> [TEKS]
··········
Makalah Tentang Pengertian, Rukun, dan Dasar Hukum Hawalah
BAB I
PENDAHULUAN
A . Latar Belakang
Dalam dewasa ini Banyak orang yang
meremehkan hukum-hukum Islam, yang menurutnya itu hal yang remeh, dalam
prakteknya banyak sekali orang yang tidak mengerti tentang hukum-hukum Islam,
yang lebih memperihatinkan lagi banyak calon guru maupu guru agama yang kurang
begitu paham akan hukum-hukum Islam. Karena guru memberikan peranan yang
penting dalam dunia pendidikan Islam, oleh karena dalam pendidikan seorang guru
harus memberikan pemahaman secara komprehensif
berasaskan Al Qur’an dan Al hadits,
agar anak didik dapat memahami dan dapat mengamalkan apa yang telah
mereka dapatkan. Oleh sebab itu kami akan membahasa
hukum Islam yang berkenaan dengan fiqih muamalah yang akan membahasa tentang
Hawalah, yang meliputi Pengertian, Syarat, Rukun, Landasan Hukum, Macam-Macam
Hawalah, dan hal-hal Yang mebatalkan Akad Hawalah.
B.
Rumusan Masalah
1. Apa Pengertian Hawalah ?
2. Apa Saja Syarat, Rukun, Macam-Macam dan Dasar Hukum Hawalah ?
3. Apa Saja yang Menyebabkan Berakhirnya Akad Hawalah ?
C.
Tujuan Pembahasan
1. Untuk
mengetahui pengertian Hawalah
2. Untuk
Mengetahui Syarat Rukun Macam-Macam dan Landasan Hukum Hawalah
3. Untuk
Mengetahui Berakhirnya Akad Hawalah.
BAB II
PEMBAHASAN
A.
Pengertian
Hawalah
Secara
etimologi, al Hawalah berarti pengalihan, pemindahan, perubahan warna kulit,
memikul sesuatu diatas pundak. Sedangkan secara terminologi al hawalah
didefinisikan dengan: Pemindahan kewajiban membayar hutang dari orang membayar
hutang (al Muhil) kepada orang yang berhutang lainya (al muhtal alaih)[1][1].
-
Menurut Ibrahim al-bajuri berpendapat bahwa
Hawalah adalah:
نقل
الحق من دمة المحيل إلى دمة المحال عليه
Artinya: “Pemindahan kewajiban dari beban yang memindahkan
menjadi beban yang menerima pemindahan”[2][2].
-
Menurut Idris
Ahmad, Hawalah adalah “Semacam akad (ijab qobul) pemindahan utang dari
tanggungan seseorang yang berutang kepada orang lain, dimana orang lain itu
mempunyai utang pula kepada yang memindahkan.
··········
> [ENTRI KUMPULAN DATA]
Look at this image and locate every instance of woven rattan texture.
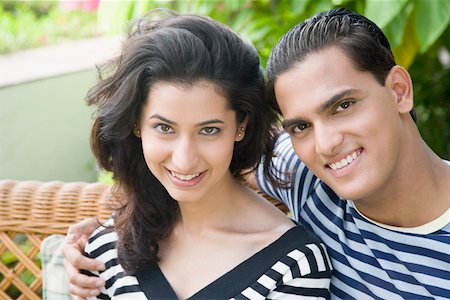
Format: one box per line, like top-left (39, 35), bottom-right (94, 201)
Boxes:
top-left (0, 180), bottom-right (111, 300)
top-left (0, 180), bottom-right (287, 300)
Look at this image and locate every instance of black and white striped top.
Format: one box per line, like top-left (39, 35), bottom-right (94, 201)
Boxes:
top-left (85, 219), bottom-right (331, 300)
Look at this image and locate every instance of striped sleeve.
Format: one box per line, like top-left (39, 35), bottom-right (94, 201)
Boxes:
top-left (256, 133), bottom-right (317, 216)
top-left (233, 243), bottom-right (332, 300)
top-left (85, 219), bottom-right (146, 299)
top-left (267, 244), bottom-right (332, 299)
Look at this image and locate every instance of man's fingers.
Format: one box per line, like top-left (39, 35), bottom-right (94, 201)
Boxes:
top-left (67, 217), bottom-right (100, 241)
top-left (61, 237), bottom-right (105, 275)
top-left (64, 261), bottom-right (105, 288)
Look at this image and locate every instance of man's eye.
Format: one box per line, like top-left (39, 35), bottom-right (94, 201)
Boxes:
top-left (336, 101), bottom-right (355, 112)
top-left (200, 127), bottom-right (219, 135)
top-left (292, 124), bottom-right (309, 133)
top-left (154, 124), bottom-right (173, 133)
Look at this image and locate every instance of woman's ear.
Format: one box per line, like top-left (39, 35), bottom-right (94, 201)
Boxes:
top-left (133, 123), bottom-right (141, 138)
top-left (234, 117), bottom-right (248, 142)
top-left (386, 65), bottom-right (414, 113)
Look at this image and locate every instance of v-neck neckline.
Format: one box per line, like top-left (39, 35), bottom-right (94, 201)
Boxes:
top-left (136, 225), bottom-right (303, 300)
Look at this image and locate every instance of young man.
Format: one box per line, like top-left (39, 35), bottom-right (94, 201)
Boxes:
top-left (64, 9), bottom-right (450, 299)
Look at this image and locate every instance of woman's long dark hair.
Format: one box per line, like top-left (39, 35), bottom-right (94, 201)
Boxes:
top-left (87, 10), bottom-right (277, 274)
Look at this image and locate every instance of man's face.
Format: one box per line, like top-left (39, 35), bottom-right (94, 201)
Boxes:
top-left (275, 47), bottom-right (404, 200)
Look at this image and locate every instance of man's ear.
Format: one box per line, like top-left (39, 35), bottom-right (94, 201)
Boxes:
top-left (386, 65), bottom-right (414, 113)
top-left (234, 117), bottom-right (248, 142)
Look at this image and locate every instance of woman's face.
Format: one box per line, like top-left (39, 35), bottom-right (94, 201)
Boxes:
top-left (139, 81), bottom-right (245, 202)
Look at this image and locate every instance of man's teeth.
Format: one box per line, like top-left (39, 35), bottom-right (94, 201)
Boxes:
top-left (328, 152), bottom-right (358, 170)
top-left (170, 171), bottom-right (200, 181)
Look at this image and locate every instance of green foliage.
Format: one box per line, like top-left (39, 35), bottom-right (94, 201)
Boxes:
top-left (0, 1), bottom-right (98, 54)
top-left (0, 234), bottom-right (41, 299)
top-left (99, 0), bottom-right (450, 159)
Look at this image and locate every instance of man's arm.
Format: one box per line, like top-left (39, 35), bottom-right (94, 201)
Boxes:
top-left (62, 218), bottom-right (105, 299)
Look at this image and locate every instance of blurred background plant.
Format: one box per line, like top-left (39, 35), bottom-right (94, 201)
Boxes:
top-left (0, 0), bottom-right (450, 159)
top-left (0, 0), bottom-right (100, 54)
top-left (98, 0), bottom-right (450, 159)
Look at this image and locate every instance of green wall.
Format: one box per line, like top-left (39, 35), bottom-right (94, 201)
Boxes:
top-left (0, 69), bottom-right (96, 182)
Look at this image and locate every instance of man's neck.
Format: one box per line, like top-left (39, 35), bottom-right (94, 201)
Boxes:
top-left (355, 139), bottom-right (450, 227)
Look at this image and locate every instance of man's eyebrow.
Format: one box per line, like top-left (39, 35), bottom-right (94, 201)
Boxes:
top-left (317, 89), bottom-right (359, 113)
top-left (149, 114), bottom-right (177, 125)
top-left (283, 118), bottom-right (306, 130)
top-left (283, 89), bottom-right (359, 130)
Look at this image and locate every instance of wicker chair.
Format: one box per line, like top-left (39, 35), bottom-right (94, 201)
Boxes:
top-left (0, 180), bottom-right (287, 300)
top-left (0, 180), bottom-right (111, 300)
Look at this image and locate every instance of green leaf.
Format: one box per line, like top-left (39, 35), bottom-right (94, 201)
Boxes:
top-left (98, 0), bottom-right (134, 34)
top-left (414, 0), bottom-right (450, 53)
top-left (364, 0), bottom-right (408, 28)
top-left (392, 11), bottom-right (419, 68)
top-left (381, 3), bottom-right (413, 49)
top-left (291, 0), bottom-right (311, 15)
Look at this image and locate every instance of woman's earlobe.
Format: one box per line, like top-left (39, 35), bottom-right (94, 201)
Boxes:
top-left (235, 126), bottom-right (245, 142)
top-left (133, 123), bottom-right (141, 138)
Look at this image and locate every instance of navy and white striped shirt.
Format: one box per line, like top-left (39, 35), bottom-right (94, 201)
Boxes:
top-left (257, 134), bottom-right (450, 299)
··········
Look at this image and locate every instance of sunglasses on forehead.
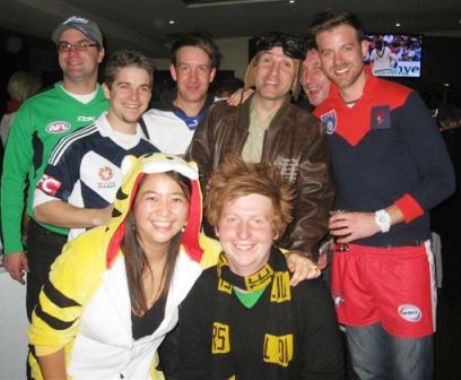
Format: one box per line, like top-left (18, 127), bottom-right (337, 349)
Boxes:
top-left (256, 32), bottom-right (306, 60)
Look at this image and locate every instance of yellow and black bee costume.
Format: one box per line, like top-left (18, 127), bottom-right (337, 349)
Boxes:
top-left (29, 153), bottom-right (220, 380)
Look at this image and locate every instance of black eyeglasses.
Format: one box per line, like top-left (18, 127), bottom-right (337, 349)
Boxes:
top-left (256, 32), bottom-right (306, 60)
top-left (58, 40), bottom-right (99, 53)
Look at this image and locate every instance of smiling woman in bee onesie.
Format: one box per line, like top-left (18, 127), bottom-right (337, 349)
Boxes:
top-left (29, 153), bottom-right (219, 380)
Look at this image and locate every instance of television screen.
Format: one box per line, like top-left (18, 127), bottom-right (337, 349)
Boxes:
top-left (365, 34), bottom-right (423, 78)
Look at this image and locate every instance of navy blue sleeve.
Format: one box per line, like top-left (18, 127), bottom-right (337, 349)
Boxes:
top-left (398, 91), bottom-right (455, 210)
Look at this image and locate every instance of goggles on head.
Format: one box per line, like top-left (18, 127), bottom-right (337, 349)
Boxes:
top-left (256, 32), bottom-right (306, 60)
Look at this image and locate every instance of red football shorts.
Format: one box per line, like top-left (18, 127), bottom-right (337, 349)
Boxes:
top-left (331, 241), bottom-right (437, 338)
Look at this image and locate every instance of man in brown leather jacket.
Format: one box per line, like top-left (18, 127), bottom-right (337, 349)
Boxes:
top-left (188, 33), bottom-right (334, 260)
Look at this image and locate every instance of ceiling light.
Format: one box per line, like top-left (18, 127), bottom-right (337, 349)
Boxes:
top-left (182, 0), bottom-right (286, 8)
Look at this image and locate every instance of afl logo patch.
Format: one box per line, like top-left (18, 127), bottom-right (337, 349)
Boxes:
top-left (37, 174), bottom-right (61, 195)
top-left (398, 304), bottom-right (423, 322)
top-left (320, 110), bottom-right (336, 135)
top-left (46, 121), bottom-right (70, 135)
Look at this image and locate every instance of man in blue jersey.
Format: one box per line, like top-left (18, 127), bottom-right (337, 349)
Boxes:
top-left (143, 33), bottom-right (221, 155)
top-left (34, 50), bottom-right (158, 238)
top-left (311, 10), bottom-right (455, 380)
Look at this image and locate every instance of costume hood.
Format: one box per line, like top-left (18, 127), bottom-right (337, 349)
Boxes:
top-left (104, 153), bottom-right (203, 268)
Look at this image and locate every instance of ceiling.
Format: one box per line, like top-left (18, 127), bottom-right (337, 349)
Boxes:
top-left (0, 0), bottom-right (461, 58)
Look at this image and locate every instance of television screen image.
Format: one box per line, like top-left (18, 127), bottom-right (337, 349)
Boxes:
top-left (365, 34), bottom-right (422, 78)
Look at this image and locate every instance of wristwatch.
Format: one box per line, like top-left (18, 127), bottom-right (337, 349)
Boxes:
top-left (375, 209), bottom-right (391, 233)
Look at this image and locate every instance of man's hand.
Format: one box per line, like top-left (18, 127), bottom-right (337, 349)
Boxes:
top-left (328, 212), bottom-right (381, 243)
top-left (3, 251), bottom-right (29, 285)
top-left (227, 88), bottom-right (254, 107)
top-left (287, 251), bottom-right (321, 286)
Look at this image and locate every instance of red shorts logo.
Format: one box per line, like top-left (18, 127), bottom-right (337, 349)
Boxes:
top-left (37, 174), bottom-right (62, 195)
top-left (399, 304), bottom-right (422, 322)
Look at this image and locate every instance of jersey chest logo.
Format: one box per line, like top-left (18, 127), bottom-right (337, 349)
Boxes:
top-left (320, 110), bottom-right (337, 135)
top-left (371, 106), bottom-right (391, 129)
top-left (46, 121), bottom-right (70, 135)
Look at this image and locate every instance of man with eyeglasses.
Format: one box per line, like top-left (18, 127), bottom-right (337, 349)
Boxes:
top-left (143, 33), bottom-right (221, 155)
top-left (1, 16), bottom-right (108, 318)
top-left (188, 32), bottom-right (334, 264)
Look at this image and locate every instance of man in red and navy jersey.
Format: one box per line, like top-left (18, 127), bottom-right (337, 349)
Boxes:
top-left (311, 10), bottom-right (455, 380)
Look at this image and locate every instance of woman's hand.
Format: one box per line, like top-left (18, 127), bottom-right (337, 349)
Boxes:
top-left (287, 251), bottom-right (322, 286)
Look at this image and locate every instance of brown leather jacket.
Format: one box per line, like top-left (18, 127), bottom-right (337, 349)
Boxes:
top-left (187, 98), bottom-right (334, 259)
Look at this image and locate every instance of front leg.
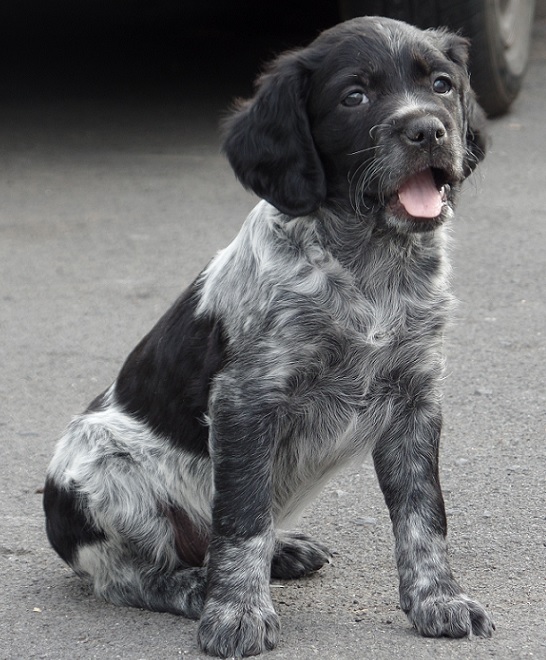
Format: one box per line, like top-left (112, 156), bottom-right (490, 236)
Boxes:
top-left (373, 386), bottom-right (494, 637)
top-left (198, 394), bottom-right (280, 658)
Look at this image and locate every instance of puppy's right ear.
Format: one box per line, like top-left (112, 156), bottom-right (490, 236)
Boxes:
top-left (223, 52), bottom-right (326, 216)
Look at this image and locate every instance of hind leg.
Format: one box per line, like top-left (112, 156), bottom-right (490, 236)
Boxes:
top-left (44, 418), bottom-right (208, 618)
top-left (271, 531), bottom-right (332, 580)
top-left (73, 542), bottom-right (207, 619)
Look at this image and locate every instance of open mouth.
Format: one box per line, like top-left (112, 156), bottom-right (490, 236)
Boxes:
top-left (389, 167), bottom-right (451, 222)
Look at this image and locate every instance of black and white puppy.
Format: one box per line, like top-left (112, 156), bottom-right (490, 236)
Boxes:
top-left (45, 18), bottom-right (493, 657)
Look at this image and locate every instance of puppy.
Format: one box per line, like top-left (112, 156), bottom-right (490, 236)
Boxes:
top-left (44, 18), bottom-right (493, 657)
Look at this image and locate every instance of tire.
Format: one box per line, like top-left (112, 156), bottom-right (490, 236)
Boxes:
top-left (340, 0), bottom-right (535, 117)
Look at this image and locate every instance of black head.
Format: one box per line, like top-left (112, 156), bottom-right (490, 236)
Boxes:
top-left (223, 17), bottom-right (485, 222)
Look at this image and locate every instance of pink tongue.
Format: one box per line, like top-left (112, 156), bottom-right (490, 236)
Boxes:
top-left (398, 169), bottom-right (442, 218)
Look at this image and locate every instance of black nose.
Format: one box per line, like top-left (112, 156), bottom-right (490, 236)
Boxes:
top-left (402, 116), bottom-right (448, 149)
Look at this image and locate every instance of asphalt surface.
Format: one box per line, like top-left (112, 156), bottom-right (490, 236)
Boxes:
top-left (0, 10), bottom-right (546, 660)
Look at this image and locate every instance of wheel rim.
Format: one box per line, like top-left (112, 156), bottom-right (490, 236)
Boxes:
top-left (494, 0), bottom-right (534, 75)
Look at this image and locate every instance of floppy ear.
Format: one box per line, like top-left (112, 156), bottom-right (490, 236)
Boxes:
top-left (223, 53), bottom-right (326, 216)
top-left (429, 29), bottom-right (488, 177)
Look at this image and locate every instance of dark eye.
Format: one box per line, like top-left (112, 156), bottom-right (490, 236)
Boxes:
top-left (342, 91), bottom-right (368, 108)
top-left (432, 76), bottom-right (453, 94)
··········
> [TUGAS YANG DIBERIKAN] Menurut makalah tentang hawalah, apa saja arti al hawalah secara etimologi?

> [HASIL LATIHAN] Secara etimologi, al hawalah berarti pengalihan, pemindahan, perubahan warna kulit, dan memikul sesuatu di atas pundak.